▶ **Record extracts**:
────────

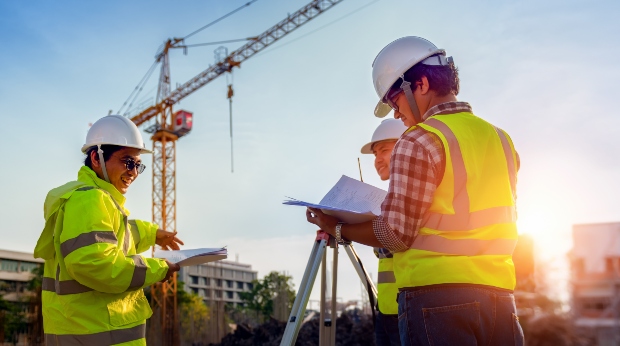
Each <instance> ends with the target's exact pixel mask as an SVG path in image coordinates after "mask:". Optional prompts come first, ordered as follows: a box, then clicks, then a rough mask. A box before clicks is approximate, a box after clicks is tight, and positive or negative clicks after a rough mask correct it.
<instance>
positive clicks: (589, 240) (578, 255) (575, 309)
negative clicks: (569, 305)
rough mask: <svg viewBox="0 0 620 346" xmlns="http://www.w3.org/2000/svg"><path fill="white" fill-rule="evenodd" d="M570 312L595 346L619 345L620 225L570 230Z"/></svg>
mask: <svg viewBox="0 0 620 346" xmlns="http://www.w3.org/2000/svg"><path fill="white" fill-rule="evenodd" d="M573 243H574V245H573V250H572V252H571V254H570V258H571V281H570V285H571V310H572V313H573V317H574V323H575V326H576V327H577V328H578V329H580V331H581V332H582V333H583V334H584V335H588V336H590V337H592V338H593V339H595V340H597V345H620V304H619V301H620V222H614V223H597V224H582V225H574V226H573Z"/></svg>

────────

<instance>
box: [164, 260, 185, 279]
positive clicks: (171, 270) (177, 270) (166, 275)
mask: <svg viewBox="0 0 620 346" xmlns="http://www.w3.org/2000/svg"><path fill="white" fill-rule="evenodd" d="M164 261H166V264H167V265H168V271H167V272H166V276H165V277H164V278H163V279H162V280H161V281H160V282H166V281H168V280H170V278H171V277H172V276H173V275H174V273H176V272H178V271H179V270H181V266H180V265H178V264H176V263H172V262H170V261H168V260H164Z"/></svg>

────────

Locate all lines in the listing above with the word "negative". Copy them.

Each <instance> ends with the target's exact pixel mask as an SVG path in image coordinates after "mask:". Optional prompts come first, ordered as follows: a box, then clicks, then a rough mask. A box before clicks is approximate, a box after clicks is tight, and positive or negative clicks after a rough mask correct it.
negative clicks: (569, 305)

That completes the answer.